### Your goal
Pictures found in the material must be left out, and every line returned as written.

⁂

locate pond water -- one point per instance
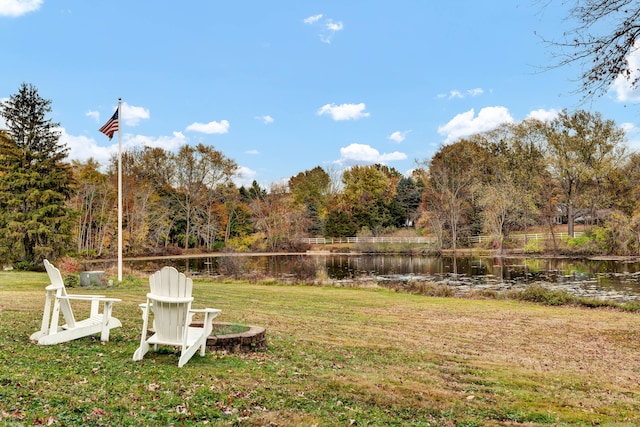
(608, 279)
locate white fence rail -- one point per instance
(426, 240)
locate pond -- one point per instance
(607, 279)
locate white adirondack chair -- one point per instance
(52, 333)
(170, 304)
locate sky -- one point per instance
(281, 87)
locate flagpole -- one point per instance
(119, 191)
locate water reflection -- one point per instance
(600, 278)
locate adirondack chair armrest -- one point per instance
(209, 311)
(95, 302)
(161, 298)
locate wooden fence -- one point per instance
(426, 240)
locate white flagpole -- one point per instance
(119, 190)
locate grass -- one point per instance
(336, 356)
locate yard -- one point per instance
(336, 356)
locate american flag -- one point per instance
(111, 126)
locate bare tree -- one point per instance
(604, 36)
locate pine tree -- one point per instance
(35, 182)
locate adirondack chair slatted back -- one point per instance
(169, 282)
(171, 318)
(57, 287)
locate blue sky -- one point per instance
(284, 86)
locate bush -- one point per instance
(542, 295)
(534, 247)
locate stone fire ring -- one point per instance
(252, 340)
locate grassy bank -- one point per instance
(336, 357)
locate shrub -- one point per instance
(542, 295)
(533, 247)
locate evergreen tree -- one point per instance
(36, 182)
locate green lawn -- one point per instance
(335, 356)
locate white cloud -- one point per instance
(330, 29)
(265, 119)
(313, 19)
(244, 176)
(543, 115)
(329, 26)
(132, 115)
(210, 128)
(95, 115)
(344, 111)
(622, 86)
(15, 8)
(356, 153)
(333, 26)
(457, 94)
(465, 124)
(398, 136)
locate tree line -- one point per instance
(575, 168)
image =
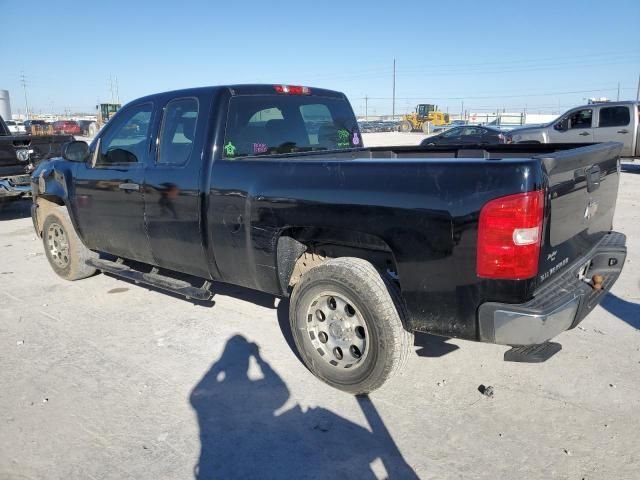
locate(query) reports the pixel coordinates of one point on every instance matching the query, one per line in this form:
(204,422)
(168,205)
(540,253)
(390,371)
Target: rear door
(614,125)
(108,198)
(172,192)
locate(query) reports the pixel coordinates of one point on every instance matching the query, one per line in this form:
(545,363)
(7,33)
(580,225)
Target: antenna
(393,108)
(23,82)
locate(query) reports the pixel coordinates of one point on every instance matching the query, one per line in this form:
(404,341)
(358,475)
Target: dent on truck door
(108,196)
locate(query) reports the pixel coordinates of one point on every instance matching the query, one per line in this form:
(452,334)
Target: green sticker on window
(343,139)
(229,149)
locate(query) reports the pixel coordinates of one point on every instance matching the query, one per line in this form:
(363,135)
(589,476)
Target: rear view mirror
(75,151)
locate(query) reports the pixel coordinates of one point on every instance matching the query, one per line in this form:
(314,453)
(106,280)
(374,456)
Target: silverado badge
(592,208)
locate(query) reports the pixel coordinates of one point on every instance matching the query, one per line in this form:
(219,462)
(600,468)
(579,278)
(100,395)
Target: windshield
(272,124)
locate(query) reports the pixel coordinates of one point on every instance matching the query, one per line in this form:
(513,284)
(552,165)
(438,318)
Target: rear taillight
(509,235)
(292,89)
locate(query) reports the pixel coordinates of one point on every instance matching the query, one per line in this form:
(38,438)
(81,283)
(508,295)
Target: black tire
(375,301)
(406,127)
(65,251)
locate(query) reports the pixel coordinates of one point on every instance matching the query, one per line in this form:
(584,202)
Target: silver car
(597,122)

⁂

### Your response
locate pond water -- one point per instance
(608, 279)
locate white fence rail -- one point per instance
(426, 240)
locate pond -- one point per instance
(607, 279)
locate white adirondack chair -- one point per instance
(52, 333)
(170, 304)
locate sky -- one point per instance
(281, 87)
locate flagpole -- one point per instance
(119, 191)
locate water reflection -- one point per instance
(600, 278)
locate adirondack chair armrest -- one point per instance
(209, 311)
(95, 302)
(161, 298)
locate wooden fence -- one point per instance
(426, 240)
locate white flagpole -- one point per instance
(119, 190)
locate grass -- one point per instance
(336, 356)
locate yard -- one point per instance
(336, 356)
locate american flag -- one point per instance
(111, 126)
locate bare tree -- one point per instance
(604, 36)
locate pine tree -- one point per instance
(35, 182)
locate adirondack chair slatted back -- one point per instance
(169, 282)
(171, 318)
(57, 287)
locate blue sky -- one point per instance
(284, 86)
locate bush -- one point per instance
(542, 295)
(534, 247)
locate stone fire ring -- one point per instance
(252, 340)
locate grassy bank -- one point per instance
(336, 357)
locate shrub -- one point per instance
(542, 295)
(533, 247)
locate evergreen tree -- one point per instance
(36, 182)
locate green lawn -- one point per instance
(335, 356)
locate white cloud -- one point per instance
(330, 29)
(265, 119)
(313, 19)
(244, 176)
(543, 115)
(329, 26)
(132, 115)
(210, 128)
(95, 115)
(344, 111)
(622, 86)
(15, 8)
(356, 153)
(333, 26)
(457, 94)
(465, 124)
(398, 136)
locate tree line -- one point per instance
(575, 168)
image =
locate(query) reports the pixel coordinates of one point on every instance matching the query, one per line in this form:
(204,422)
(168,205)
(540,253)
(390,371)
Target: rear door
(614,125)
(108,198)
(172,192)
locate(query) reports the pixel coordinates of one point on every instance matching the query, one per line in this form:
(545,363)
(7,33)
(580,225)
Target: antenna
(393,108)
(23,82)
locate(query) reports the pixel coordinates of one point on every instance matching the query, one per line in this form:
(404,341)
(358,475)
Target: dent on truck door
(108,196)
locate(query) reports the pixel coordinates of one point on every instance matching the query, one per line in this form:
(452,334)
Target: green sticker on window
(343,139)
(229,149)
locate(query) reports the pixel coordinates of one point on every instance matching the query, one per line in this form:
(363,135)
(589,476)
Target: rear view mirror
(75,151)
locate(query) reports the pixel coordinates of one point on every instance matching the query, one per line in this form:
(314,453)
(106,280)
(374,456)
Target: silverado badge
(592,208)
locate(query) reports the pixel coordinates of one point on every instance matching the query, one per line in this form:
(219,462)
(600,468)
(579,278)
(100,395)
Target: windshield
(272,124)
locate(query) reports the pixel coordinates of one point on every instance matching the query, one per line in this form:
(513,284)
(552,165)
(438,318)
Target: rear taillight
(509,235)
(292,89)
locate(query) reports the pixel coordinates of one point on every instance matching the query, one per line in this form:
(38,438)
(81,283)
(508,295)
Target: black tire
(375,301)
(406,127)
(65,251)
locate(query) reports the pixel coordinates of one point on every instance matching the query, one per line in this form:
(584,202)
Target: silver car
(597,122)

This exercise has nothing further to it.